Dataset items
==========

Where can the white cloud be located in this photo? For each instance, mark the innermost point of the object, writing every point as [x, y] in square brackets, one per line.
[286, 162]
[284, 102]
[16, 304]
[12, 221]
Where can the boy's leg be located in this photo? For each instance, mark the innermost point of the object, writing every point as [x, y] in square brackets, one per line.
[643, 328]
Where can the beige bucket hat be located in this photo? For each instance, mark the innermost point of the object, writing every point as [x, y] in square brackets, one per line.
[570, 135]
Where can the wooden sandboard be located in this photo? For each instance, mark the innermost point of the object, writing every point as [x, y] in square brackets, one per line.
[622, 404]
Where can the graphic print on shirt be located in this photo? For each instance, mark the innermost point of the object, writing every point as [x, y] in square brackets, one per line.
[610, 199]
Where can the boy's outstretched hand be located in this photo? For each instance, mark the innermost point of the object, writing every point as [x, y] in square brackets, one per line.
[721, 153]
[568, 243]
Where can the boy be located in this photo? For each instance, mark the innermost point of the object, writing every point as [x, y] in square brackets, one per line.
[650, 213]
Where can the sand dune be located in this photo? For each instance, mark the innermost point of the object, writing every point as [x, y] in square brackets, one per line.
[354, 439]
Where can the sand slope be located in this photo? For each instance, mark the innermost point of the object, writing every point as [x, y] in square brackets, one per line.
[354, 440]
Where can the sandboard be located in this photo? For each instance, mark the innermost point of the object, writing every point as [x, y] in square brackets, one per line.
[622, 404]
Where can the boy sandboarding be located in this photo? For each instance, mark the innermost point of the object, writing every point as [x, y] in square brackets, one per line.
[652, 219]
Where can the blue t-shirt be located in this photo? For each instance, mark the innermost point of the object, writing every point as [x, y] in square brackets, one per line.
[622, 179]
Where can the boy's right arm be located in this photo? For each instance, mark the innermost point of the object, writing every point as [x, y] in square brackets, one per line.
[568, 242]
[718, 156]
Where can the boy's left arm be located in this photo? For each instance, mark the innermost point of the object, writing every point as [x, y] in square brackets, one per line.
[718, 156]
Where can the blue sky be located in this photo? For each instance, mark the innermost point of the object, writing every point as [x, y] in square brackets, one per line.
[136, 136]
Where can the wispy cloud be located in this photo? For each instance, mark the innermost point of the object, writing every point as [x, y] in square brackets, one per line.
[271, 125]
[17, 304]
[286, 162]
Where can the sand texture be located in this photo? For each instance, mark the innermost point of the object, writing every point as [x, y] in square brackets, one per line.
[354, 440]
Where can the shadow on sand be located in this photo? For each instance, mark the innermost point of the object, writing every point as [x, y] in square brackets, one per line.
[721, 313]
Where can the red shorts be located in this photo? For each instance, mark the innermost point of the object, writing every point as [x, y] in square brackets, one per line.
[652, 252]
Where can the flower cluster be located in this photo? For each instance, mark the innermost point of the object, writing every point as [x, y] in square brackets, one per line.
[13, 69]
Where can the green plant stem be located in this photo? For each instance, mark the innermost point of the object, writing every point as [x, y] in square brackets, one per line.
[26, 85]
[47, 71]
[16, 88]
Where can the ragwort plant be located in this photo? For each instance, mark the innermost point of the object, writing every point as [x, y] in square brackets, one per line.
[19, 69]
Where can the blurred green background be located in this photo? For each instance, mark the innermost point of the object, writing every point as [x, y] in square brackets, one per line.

==========

**SET TASK:**
Copy the material above line for line, without changing anything.

**ANSWER IN FULL:**
Where can the white cloud be located in this photo? For each instance, mark the innermost point of the object, writing every point as [x, y] in square brackets, one per line.
[286, 162]
[284, 102]
[16, 304]
[12, 221]
Where can the boy's leg be located in this photo? For each instance, mark the innermost point of the object, writing every point as [x, y] in square brackets, one per line.
[643, 328]
Where can the beige bucket hat be located in this photo? For each instance, mark the innermost point of the object, writing every point as [x, y] in square brackets, one per line.
[570, 135]
Where can the wooden sandboard be located in this photo? For each instance, mark the innermost point of the object, writing every point as [x, y] in square brackets, one per line.
[622, 404]
Where can the graphic print on shirt be located in this photo? For each instance, mark the innermost point of the object, writing every point as [x, y] in square brackets, one per line.
[610, 199]
Where can the boy's outstretched hand be located in this photo? For each instance, mark the innermost point of the object, writing every point as [x, y] in square brackets, one per line.
[721, 153]
[568, 243]
Where can the boy be located in this photo? For each instance, mark the innermost point of the object, writing every point as [x, y] in square brackets, one per line.
[650, 213]
Where can the sand dune be located in this photo? For each instance, mark the innermost point of the object, writing every point as [x, y] in square brackets, one per line.
[354, 439]
Where can the sand slope be located in this photo? For each instance, mark the innermost point of the object, writing every point as [x, y] in square brackets, one per line.
[354, 440]
Where can the sandboard be located in this photo? For each instance, mark the innermost point of the object, writing every point as [x, y] in square brackets, one per line.
[622, 404]
Where can the boy sandboarding be located in this photo? For each instance, mark the innermost point of the object, writing every point as [x, y] in square brackets, one per line.
[652, 219]
Where can the blue t-shirt be located in this photo? For each instance, mark the innermost point of the object, writing every point as [x, y] in square brackets, one per line.
[622, 179]
Where can the boy's right arm be located in this photo? For each instance, mark the innermost point of the object, writing every point as [x, y] in square brackets, one per line.
[568, 242]
[718, 156]
Where can the boy's left arm be located in this photo? For each instance, mark the innermost point of the object, writing every point as [x, y] in square brackets, one per line.
[718, 156]
Where can the blue sky be located in this photo? For each instance, mark the innermost point of the object, writing every point as [x, y] in square brackets, one per line.
[136, 136]
Where can the wispy cloud be located in this photo? For each instance, mark the innermost point of the object, writing every point as [x, y] in square brackets, one per line.
[271, 125]
[17, 304]
[286, 162]
Where can the sand texture be located in this photo? For each instance, mark the innermost point of the object, writing every point as [x, y] in square brackets, one per line.
[354, 440]
Where can the shadow on sand be located in this photo? For each instance, mark the innermost point of the object, writing every point as [x, y] in square brackets, one per line.
[721, 313]
Where can the red shorts be located in this photo? For each instance, mark the innermost point of the object, writing every point as [x, y] in square brackets, one per line.
[652, 252]
Where can the flower cluster be located in this photo? For each instance, mark the innermost point of the object, writing every point as [x, y] in square brackets, one per line.
[13, 69]
Where can the green plant stem be located in this photo? For each instance, mark the innermost point of the object, writing every point as [x, y] in square brackets, one per line.
[26, 85]
[47, 71]
[16, 88]
Where can the ragwort plant be located in this photo? For each instance, mark the innermost point of the object, writing every point as [x, y] in square brackets, one per line.
[19, 69]
Where can the blurred green background be located in this photo? For each instance, mark the innermost point of the object, writing every point as [x, y] in square brackets, one per line.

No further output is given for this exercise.